- Theatrical release poster
- Directed by: Goldie Behl
- Written by: Goldie Behl Jaydeep Sarkar
- Produced by: Shrishti Arya Sunil Lulla Amitabh Bachchan
- Starring: Abhishek Bachchan Priyanka Chopra Kay Kay Menon Jaya Bachchan
- Cinematography: Sameer Arya
- Edited by: Shyam K. Salgonkar
- Music by: Dhruv Ghanekar
- Production company: Rose Audio Visuals
- Distributed by: Eros International
- Release date: 2 October 2008;
- Running time: 145 minutes
- Country: India
- Language: Hindi
- Budget: ₹43 crore
- Box office: ₹15 crore

= Drona (2008 film) =

2008 Indian film by Goldie Behl

Drona is a 2008 Indian Hindi-language superhero film directed by Goldie Behl, starring Abhishek Bachchan, Priyanka Chopra, Kay Kay Menon and Jaya Bachchan. Dronas special effects shots were worked on by EyeQube, headed by Charles Darby and David Bush. The movie features Indian martial arts such as Kalaripayattu, Chhau, Gatka, and sword fighting. It was filmed in Prague, Bikaner, Maharashtra, Rajasthan, and Namibia.

Made on a budget of ₹45 crore, the film earned less than ₹15 crore and was a disaster at the box office.

==Cast==
- Abhishek Bachchan as Aditya 'Adi' (Drona)
- Priyanka Chopra as Sonia
- Kay Kay Menon as Riz Raizada
- Jaya Bachchan as Queen Jayanti
- Ali Haji as Young Drona
- Conan Stevens as Demon

==Production==
The movie was produced with a budget of over ₹45 crore on special effects with VFX experts 60 working on the movie for over 6 months. Mainly, the team collaborated with EyeQube Studios with Eros to achieve quality effects. The crew contained 250 visual effects artists, animators, designers, painters and developers.

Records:
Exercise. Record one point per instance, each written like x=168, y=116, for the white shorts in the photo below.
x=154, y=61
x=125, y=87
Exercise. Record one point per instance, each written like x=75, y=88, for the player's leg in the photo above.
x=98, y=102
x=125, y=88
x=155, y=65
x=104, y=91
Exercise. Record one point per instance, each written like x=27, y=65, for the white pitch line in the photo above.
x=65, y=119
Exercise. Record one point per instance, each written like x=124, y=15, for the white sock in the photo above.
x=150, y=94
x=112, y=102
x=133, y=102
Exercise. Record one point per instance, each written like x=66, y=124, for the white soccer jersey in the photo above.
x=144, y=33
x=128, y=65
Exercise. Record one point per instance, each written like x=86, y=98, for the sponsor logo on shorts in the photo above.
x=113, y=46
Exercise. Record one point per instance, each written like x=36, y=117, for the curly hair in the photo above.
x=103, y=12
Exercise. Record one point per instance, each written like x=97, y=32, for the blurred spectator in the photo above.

List of tasks:
(1) Quote the part of the Drona article that opens with the words containing "Drona is a 2008" and closes with "the box office.".
(2) Extend the Drona article past its final sentence.

Answers for the exercise:
(1)
Drona is a 2008 Indian Hindi-language superhero film directed by Goldie Behl, starring Abhishek Bachchan, Priyanka Chopra, Kay Kay Menon and Jaya Bachchan. Dronas special effects shots were worked on by EyeQube, headed by Charles Darby and David Bush. The movie features Indian martial arts such as Kalaripayattu, Chhau, Gatka, and sword fighting. It was filmed in Prague, Bikaner, Maharashtra, Rajasthan, and Namibia.

Made on a budget of ₹45 crore, the film earned less than ₹15 crore and was a disaster at the box office.

(2)
==Reception==
Sukanya Verma of Rediff gave the film 2.5 stars and mentioned, "Considering its fantastical theme, Drona is officially escapist and hence isn't obligated to broadcast logic beyond conveying 'good wins over evil' and 'conquer your fear by facing it' message." Khalid Mohamed of Hindustan Times writes, "Like it or not, Drona is artless, arrogant, brazenly derivative and terribly acted by one and all (except for that puckish dwarf maybe)."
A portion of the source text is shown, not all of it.